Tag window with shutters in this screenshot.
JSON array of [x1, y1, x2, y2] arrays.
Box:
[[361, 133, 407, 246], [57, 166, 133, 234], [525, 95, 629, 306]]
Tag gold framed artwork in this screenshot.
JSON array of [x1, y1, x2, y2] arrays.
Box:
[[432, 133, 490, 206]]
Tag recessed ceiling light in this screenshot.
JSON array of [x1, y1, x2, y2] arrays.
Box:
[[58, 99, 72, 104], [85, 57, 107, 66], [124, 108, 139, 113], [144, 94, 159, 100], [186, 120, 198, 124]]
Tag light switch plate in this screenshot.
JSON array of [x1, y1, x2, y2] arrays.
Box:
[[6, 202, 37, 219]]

## What to work on
Your answer should consist of all lines in the listing above that contain "light".

## Output below
Tag recessed ceiling light in this screenshot.
Tag light switch plate in this screenshot.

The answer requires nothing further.